- TEXT PASSAGE -
Dynamical systems, Oscillations, Synchronization and Parkinson's Disease - Leonid Rubchinsky
Parkinson's disease is marked by synchronized oscillatory dynamics of neural activity. It is believed that different kinds of oscillations are a) responsible for major motor symptoms of the disorder and b) known symptomatic therapies actually suppress synchronized oscillatory activity. It is of both fundamental and practical importance to understand the nature and dynamics of these oscillations, as well as to consider new means of their suppression. Moreover, understanding the neurodynamics of the Parkinson's disease will also promote our understanding of the healthy functioning of the brain parts, impacted in the disease. Mathematical and computational approaches are essential in this regard. Applied dynamical systems, time-series analysis, numerical ODE solution and other parts of applied mathematics are used in our group to understand the dynamics of the brain in parkinsonian state.
There are several related lines of research, REU students can participate in, ranging from the analysis of synchronization in the data, recorded in Parkinsonian patients during deep brain stimulation surgeries, to the data-constrained modeling of the brain circuits impacted in Parkinson's disease, to the modeling of Parkinsonian tremor genesis, to the exploration of new algorithms for adaptive deep brain stimulation.
Students ideally should have some familiarity with ODEs and their numerical solutions, with some basic time-series analysis techniques and with MATLAB, some knowledge of neurobiology is a plus, however we are mostly applied mathematicians and will be happy to teach students everything needed. Interested students will have a chance to interact with our biomedical collaborators (neurosurgery and neurology).
Mathematical Modeling of Ocular Blood Flow and its Relation to Glaucoma - Giovanna Guidoboni
Glaucoma is a disease in which the optic nerve is damaged, leading to progressive, irreversible loss of vision. Glaucoma is the second leading cause of blindness worldwide, and yet the mechanisms underlying its occurrence remain elusive. The proposed research projects focus on open angle glaucoma (OAG) which progresses at a slow rate and the loss of vision may not be noticed by the patient until the disease is significantly advanced. OAG is often associated with increased intraocular pressure (IOP), which is the pressure of the aqueous humor in the eye. Elevated IOP remains the current focus of therapy, but unfortunately many glaucoma patients continue to experience disease progression despite lowered IOP, even to target levels. Clinical observations show that alterations in ocular blood flow play a very important role in the progression of glaucoma. Significant correlations have been found between impaired vascular function and optic nerve damage, but the mechanisms giving rise to these correlations are still unknown. The goal of this project is to investigate the bio-mechanical connections between vascular function and optic nerve damage, in order to gain a better understanding of the risk factors that may be responsible for glaucoma onset and progression. To reach this goal, a variety of mathematical models will be used to describe the different ocular anatomical components, including humors, retina, choroid and sclera.
Students ideally should have some familiarity with ODEs and their numerical solutions, with some basic fluid and solid mechanics and with MATLAB. Interested students will have a chance to interact with our collaborators in the department of ophthalmology.

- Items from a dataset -
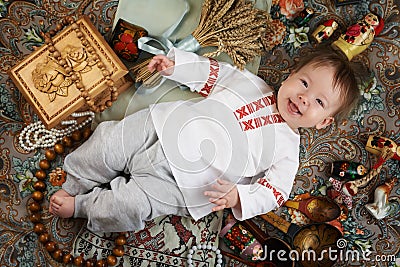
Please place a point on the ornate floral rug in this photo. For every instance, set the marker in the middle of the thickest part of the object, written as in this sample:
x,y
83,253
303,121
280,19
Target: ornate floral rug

- PROBLEM SET -
[A] Reproduce the passage from the project descriptions between "There are several" and "deep brain stimulation.", inclusive.
[B] According to the project descriptions, why does the glaucoma project study ocular blood flow instead of intraocular pressure alone? Answer in one to three sentences.

- RESPONSES BY TASK -
[A]
There are several related lines of research, REU students can participate in, ranging from the analysis of synchronization in the data, recorded in Parkinsonian patients during deep brain stimulation surgeries, to the data-constrained modeling of the brain circuits impacted in Parkinson's disease, to the modeling of Parkinsonian tremor genesis, to the exploration of new algorithms for adaptive deep brain stimulation.

[B] Elevated intraocular pressure is the current focus of therapy, but many glaucoma patients keep getting worse even after their pressure is lowered to target levels. Clinical observations show that changes in ocular blood flow play a very important role in glaucoma progression, and impaired vascular function correlates significantly with optic nerve damage.